● **Text passage**
This invention relates to a process for deep desulfurization of a hydrocarbon fraction of distillate type or of gas oil according to the terminology of one skilled in the art, using a high-temperature sulfur collection unit.
A distillate-type fraction is defined as a fraction that is obtained from the distillation of crude or from a conversion unit such as catalytic cracking, and whose distillation interval is between 150° C. and 450° C. This fraction may have any chemical nature, i.e., it may have a distribution between any paraffins, olefins, naphthenes and aromatic compounds.
In the text below, we will call this fraction gas oil, but this designation does not have a restrictive nature. Any hydrocarbon fraction that contains sulfur and that has a distillation interval that is similar to the one of a gas oil fraction can be covered by the process that is the object of this invention.
The process according to the invention therefore makes it possible to produce a desulfurized hydrocarbon fraction with contents that are less than or equal to 10 ppm of sulfur, preferably less than 5 ppm of sulfur, and even more preferably less than 1 ppm of sulfur.
The future specifications on automobile fuels call for a strong reduction of the sulfur content in the fuels, and in particular in the gas oils. This reduction is intended to limit the content of sulfur oxide and nitrogen in the automobile exhaust gases. European legislation defines the specifications of sulfur content in the gas oils that since 2000 are 350 ppm in sulfur and will go to 50 ppm of sulfur in 2005 and to 10 ppm of sulfur in 2009.
The evolution of the specifications of the sulfur content in the fuels therefore requires either the improvement of the existing hydrotreatment catalytic processes with the effect of a non-negligible overconsumption of hydrogen and/or an increase in the operating pressure, or the development of new processes for deep desulfurization of gas oils, or a combination of the two.
This invention can be regarded as a new process for deep desulfurization of gas oil fractions that can be applied as of the time that the sulfur content of the feedstock to be treated remains within certain limits or else can be combined with a traditional hydrodesulfurization unit, in which case it will be placed downstream from said hydrodesulfurization unit.

● **Brief 1**
Update the records, from the line containing "of the autumn" down through the end of the records, by changing "autumn tree" to "maple tree" and leaving everything else as it is. Give back only those lines.
The text and the records were taken from unrelated sources.

● **Stored data**

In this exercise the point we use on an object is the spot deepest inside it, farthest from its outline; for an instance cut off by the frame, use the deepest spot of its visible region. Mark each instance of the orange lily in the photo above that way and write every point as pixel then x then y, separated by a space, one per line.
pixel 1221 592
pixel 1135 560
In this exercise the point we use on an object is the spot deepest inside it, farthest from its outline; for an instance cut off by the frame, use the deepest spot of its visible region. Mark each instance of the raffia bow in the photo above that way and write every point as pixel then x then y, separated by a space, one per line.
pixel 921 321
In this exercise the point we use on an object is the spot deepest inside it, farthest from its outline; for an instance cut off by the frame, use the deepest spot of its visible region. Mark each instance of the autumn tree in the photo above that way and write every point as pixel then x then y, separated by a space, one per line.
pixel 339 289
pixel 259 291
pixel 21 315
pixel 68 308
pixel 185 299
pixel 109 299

● **Brief 2**
Copy the whole text on deep desulfurization of gas oil word for word.

● **Finished answer 1**
In this exercise the point we use on an object is the spot deepest inside it, farthest from its outline; for an instance cut off by the frame, use the deepest spot of its visible region. Mark each instance of the maple tree in the photo above that way and write every point as pixel then x then y, separated by a space, one per line.
pixel 339 289
pixel 259 291
pixel 21 315
pixel 68 308
pixel 185 299
pixel 109 299

● **Finished answer 2**
This invention relates to a process for deep desulfurization of a hydrocarbon fraction of distillate type or of gas oil according to the terminology of one skilled in the art, using a high-temperature sulfur collection unit.
A distillate-type fraction is defined as a fraction that is obtained from the distillation of crude or from a conversion unit such as catalytic cracking, and whose distillation interval is between 150° C. and 450° C. This fraction may have any chemical nature, i.e., it may have a distribution between any paraffins, olefins, naphthenes and aromatic compounds.
In the text below, we will call this fraction gas oil, but this designation does not have a restrictive nature. Any hydrocarbon fraction that contains sulfur and that has a distillation interval that is similar to the one of a gas oil fraction can be covered by the process that is the object of this invention.
The process according to the invention therefore makes it possible to produce a desulfurized hydrocarbon fraction with contents that are less than or equal to 10 ppm of sulfur, preferably less than 5 ppm of sulfur, and even more preferably less than 1 ppm of sulfur.
The future specifications on automobile fuels call for a strong reduction of the sulfur content in the fuels, and in particular in the gas oils. This reduction is intended to limit the content of sulfur oxide and nitrogen in the automobile exhaust gases. European legislation defines the specifications of sulfur content in the gas oils that since 2000 are 350 ppm in sulfur and will go to 50 ppm of sulfur in 2005 and to 10 ppm of sulfur in 2009.
The evolution of the specifications of the sulfur content in the fuels therefore requires either the improvement of the existing hydrotreatment catalytic processes with the effect of a non-negligible overconsumption of hydrogen and/or an increase in the operating pressure, or the development of new processes for deep desulfurization of gas oils, or a combination of the two.
This invention can be regarded as a new process for deep desulfurization of gas oil fractions that can be applied as of the time that the sulfur content of the feedstock to be treated remains within certain limits or else can be combined with a traditional hydrodesulfurization unit, in which case it will be placed downstream from said hydrodesulfurization unit.